Problem details
Pull out the records below, word for word, starting with the line that contains "In this exercise you will mark every instance of the background" and going on through the line that contains "<point>103,138</point>". Include both of those lines and nothing else.

Dataset rows
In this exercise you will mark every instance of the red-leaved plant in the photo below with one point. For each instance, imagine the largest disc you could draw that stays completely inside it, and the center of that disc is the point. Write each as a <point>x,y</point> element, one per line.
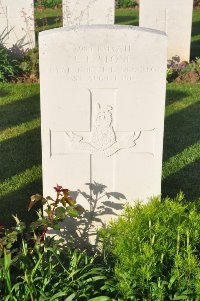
<point>55,210</point>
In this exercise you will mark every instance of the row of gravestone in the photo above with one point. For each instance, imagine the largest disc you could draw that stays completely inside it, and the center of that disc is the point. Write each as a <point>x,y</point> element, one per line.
<point>171,16</point>
<point>102,90</point>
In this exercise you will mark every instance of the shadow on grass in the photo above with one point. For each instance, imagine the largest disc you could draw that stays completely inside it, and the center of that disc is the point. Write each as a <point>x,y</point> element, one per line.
<point>186,180</point>
<point>20,153</point>
<point>182,129</point>
<point>126,19</point>
<point>195,45</point>
<point>19,111</point>
<point>195,28</point>
<point>16,203</point>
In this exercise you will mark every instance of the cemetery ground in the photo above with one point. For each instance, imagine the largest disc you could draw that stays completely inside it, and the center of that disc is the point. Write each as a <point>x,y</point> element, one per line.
<point>164,263</point>
<point>20,133</point>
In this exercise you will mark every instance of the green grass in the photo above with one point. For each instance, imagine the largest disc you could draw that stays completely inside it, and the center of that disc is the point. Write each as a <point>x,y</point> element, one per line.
<point>20,141</point>
<point>51,18</point>
<point>20,146</point>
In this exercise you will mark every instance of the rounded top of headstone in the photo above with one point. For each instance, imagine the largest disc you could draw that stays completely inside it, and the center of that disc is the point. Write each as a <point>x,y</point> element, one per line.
<point>127,28</point>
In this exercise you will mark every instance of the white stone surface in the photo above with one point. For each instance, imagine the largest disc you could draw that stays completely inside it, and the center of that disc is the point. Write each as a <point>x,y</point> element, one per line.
<point>17,24</point>
<point>87,12</point>
<point>175,18</point>
<point>102,112</point>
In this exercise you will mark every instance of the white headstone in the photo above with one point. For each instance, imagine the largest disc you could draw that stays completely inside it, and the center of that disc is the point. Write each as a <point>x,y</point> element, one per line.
<point>175,18</point>
<point>102,112</point>
<point>87,12</point>
<point>17,24</point>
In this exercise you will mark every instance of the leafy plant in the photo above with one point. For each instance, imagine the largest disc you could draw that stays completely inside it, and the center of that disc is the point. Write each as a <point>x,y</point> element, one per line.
<point>8,65</point>
<point>182,70</point>
<point>126,3</point>
<point>32,268</point>
<point>30,64</point>
<point>48,3</point>
<point>155,250</point>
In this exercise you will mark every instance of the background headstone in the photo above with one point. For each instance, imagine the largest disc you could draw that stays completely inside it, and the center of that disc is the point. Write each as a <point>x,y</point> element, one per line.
<point>175,18</point>
<point>17,25</point>
<point>87,12</point>
<point>102,113</point>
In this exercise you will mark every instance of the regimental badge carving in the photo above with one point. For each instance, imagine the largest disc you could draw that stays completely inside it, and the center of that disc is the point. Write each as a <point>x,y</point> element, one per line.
<point>103,138</point>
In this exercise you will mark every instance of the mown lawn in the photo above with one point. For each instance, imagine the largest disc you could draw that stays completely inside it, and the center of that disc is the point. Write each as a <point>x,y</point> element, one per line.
<point>20,139</point>
<point>20,145</point>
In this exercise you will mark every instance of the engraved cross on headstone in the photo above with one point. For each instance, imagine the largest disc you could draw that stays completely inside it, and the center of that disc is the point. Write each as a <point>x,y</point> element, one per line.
<point>102,142</point>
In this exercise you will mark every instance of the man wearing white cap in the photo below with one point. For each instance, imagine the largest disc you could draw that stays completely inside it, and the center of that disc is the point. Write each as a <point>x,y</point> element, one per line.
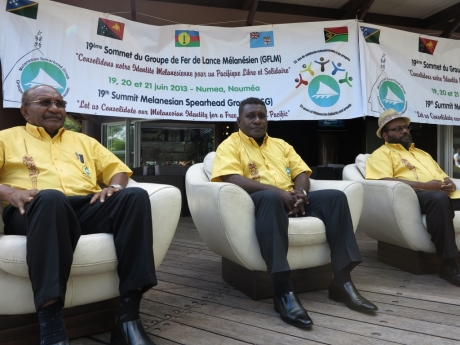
<point>399,160</point>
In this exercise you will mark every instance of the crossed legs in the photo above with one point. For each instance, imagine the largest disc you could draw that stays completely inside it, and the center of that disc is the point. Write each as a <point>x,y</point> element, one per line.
<point>53,224</point>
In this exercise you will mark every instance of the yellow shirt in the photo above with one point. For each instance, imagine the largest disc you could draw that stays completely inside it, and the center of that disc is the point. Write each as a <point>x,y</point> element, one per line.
<point>72,163</point>
<point>394,161</point>
<point>274,162</point>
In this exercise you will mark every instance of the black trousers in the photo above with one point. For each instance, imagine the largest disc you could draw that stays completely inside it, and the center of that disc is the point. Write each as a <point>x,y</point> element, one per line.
<point>54,222</point>
<point>331,206</point>
<point>439,210</point>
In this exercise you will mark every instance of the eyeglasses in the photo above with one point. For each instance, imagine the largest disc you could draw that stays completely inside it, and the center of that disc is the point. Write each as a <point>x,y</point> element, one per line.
<point>47,103</point>
<point>399,129</point>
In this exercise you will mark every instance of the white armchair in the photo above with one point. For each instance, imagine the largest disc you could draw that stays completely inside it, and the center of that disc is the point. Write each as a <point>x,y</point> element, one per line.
<point>93,282</point>
<point>223,214</point>
<point>391,215</point>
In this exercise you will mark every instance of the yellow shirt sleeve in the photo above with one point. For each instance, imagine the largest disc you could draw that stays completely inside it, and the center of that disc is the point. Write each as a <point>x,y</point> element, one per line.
<point>379,165</point>
<point>227,161</point>
<point>107,164</point>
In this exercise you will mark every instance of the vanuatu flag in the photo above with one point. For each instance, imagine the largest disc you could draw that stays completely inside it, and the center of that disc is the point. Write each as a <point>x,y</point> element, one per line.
<point>187,38</point>
<point>261,39</point>
<point>110,28</point>
<point>371,35</point>
<point>338,34</point>
<point>23,8</point>
<point>426,45</point>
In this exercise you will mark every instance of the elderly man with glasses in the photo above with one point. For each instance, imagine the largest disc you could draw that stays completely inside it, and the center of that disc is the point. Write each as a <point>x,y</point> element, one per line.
<point>49,181</point>
<point>399,160</point>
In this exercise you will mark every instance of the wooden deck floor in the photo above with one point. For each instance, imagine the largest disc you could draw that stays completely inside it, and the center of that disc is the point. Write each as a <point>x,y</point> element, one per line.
<point>193,305</point>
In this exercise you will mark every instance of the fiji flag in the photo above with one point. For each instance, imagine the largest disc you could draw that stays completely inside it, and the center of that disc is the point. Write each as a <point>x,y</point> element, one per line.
<point>371,35</point>
<point>426,45</point>
<point>110,28</point>
<point>23,8</point>
<point>262,39</point>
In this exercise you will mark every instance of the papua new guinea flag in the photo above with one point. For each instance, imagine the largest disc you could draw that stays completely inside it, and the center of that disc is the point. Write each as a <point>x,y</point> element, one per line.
<point>110,28</point>
<point>187,38</point>
<point>338,34</point>
<point>371,35</point>
<point>22,8</point>
<point>426,45</point>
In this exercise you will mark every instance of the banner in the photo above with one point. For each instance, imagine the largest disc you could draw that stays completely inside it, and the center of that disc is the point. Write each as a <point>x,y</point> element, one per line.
<point>108,65</point>
<point>415,74</point>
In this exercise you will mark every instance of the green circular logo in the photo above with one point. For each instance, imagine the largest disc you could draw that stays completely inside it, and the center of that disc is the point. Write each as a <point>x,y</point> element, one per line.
<point>40,72</point>
<point>392,96</point>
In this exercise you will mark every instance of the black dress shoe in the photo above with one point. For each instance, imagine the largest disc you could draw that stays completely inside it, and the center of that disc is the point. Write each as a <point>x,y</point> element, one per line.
<point>130,333</point>
<point>348,294</point>
<point>291,311</point>
<point>451,272</point>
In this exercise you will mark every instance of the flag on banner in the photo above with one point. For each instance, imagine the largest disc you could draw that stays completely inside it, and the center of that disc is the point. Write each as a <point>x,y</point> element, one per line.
<point>187,38</point>
<point>261,39</point>
<point>110,28</point>
<point>338,34</point>
<point>426,45</point>
<point>371,35</point>
<point>23,8</point>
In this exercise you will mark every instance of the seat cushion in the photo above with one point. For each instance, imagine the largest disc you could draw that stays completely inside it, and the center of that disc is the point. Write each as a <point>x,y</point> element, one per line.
<point>361,163</point>
<point>306,231</point>
<point>94,254</point>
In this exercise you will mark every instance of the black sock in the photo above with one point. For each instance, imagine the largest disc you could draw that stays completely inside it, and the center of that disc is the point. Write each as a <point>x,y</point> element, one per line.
<point>281,283</point>
<point>448,261</point>
<point>129,307</point>
<point>52,328</point>
<point>341,277</point>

Result of the exercise
In this exercise you will mark every instance of the background headstone in the photo above with one point. For each instance, imagine the largest disc you could draw that stays completely inside it, and the center of that disc is the point. Write each as a <point>x,y</point> element, one per line.
<point>175,18</point>
<point>17,25</point>
<point>87,12</point>
<point>102,113</point>
In this exercise you will mark every instance of the regimental badge carving in the photo above with one point. For each instance, imagine the largest disc you could draw that stays completely inside it, and the center of that disc is the point. Write each as a <point>x,y</point> element, one per line.
<point>103,138</point>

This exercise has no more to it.